| Written exercise A |
List every company named in the key takeaways below.
| Written exercise B |
Answer these questions from the key takeaways below:
(i) Which AMD accelerator is credited with strong performance?
(ii) What exchange and ticker symbol are given for NaaS Technology Inc.?
(iii) In which market is NaaS described as a significant player?

| Text excerpt |
★ ★ ★

Key Takeaways
- Advanced Micro Devices (AMD) is positioned to capture further data centre market share from Nvidia, driven by the strong performance of its MI300X accelerator and the anticipated roadmap towards future-generation products.
- The narrative surrounding NaaS Technology Inc. (NASDAQ: NAAS) appears confused in public discourse; it is a significant player in the Chinese electric vehicle (EV) charging market, not in the US robotaxi sector.
- AMD represents a direct, execution-dependent play on the AI compute build-out, with its primary risk centred on competition and maintaining its technological cadence.
- NaaS offers a derivative play on the electrification of transport, a vast but geopolitically sensitive market, with risks tied to Chinese economic conditions and the profitability of charging infrastructure.
- Investors should distinguish between the clear-cut hardware cycle fuelling AI and the more complex, operationally-intensive path of building out physical EV infrastructure.

★ ★ ★

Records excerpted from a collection
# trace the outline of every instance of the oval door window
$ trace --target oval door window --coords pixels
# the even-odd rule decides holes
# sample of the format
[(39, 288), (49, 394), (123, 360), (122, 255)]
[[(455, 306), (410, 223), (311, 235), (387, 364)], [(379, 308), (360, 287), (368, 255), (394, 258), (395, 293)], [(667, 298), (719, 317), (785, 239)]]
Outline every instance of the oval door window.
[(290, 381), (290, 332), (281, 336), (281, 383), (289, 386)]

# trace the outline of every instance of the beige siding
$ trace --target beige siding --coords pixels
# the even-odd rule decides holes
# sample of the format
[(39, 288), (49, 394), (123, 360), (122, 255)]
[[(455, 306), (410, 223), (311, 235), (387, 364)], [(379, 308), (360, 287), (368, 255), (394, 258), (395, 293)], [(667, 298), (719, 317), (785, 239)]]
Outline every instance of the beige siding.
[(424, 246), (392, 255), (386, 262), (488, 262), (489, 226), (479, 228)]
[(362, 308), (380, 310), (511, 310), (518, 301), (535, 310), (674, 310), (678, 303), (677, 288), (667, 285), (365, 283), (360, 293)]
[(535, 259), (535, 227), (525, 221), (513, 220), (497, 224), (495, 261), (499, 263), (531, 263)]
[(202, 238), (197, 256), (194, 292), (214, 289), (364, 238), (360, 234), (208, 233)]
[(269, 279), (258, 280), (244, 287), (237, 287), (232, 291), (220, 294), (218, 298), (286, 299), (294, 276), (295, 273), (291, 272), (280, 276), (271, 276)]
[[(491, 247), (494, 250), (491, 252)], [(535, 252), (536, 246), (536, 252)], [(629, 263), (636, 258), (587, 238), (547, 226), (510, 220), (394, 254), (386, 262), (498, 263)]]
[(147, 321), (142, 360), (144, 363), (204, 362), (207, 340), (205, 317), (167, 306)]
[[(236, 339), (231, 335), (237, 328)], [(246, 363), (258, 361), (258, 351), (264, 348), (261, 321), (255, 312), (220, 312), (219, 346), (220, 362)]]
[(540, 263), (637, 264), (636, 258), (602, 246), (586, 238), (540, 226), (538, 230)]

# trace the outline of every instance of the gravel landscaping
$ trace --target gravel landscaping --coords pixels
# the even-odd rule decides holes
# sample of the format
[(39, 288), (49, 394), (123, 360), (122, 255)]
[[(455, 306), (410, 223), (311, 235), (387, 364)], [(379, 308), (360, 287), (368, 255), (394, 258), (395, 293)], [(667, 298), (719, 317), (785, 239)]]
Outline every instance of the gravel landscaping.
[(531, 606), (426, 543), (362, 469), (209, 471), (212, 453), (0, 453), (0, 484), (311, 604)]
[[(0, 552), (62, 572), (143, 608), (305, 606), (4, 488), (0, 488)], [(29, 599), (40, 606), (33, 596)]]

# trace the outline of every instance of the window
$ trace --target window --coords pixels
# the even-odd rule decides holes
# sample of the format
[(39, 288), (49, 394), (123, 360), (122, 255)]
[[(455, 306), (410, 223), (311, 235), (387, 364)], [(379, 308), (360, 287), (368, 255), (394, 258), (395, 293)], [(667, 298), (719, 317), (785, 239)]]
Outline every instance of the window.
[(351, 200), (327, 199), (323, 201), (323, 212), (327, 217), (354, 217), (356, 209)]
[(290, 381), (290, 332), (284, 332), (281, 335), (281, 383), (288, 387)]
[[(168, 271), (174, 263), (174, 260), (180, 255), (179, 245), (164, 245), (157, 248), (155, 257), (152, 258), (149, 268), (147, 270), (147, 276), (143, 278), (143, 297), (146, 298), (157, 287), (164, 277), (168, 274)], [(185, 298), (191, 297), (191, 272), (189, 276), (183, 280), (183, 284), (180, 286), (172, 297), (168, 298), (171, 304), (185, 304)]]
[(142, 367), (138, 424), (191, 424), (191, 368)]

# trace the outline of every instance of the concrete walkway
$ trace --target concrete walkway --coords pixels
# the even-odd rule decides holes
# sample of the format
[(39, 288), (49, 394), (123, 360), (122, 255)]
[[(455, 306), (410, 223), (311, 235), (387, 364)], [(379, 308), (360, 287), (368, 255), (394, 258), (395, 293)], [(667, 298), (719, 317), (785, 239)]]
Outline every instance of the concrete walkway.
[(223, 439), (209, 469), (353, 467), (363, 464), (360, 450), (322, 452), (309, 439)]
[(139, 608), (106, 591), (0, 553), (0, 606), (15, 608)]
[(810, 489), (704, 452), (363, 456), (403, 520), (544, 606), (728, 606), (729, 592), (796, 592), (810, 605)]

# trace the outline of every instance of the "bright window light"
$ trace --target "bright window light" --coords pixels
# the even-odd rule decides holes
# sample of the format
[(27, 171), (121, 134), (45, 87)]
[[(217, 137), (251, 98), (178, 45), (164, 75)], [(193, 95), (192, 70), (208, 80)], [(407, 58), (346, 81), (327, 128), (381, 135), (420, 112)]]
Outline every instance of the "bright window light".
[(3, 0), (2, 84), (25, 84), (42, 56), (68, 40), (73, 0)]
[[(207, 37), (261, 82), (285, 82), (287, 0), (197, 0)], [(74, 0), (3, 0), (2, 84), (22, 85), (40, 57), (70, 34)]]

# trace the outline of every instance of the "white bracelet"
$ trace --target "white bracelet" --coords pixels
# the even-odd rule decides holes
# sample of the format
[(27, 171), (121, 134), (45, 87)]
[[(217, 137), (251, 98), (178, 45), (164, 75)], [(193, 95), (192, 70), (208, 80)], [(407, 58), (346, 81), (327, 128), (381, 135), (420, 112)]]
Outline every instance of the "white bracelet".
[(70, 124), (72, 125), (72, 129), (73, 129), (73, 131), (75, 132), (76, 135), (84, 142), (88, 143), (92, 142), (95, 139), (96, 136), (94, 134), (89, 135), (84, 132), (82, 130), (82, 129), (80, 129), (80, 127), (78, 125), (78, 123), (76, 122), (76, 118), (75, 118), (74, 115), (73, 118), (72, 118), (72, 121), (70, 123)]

★ ★ ★

| Result A |
Advanced Micro Devices (AMD), Nvidia, NaaS Technology Inc.

| Result B |
(i) The MI300X
(ii) NASDAQ: NAAS
(iii) The Chinese electric vehicle (EV) charging market